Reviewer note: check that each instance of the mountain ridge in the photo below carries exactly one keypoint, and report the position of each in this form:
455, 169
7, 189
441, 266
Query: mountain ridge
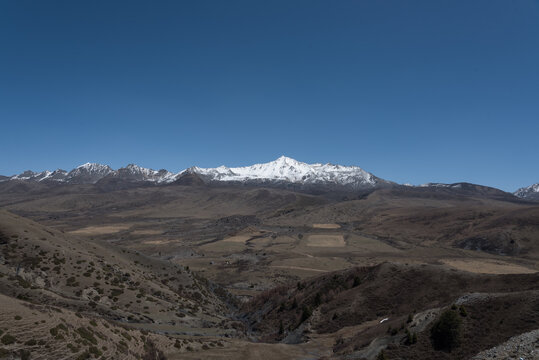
282, 172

TO DO: Transcribe the records above exactly, leaving every picture out of the copy.

TASK RESULT:
Reviewer note: check that each instance of the mountain ridge in the photo below carries exactly one keypoint, and report the position of each in this form:
455, 169
7, 189
441, 266
Query: mountain ridge
282, 172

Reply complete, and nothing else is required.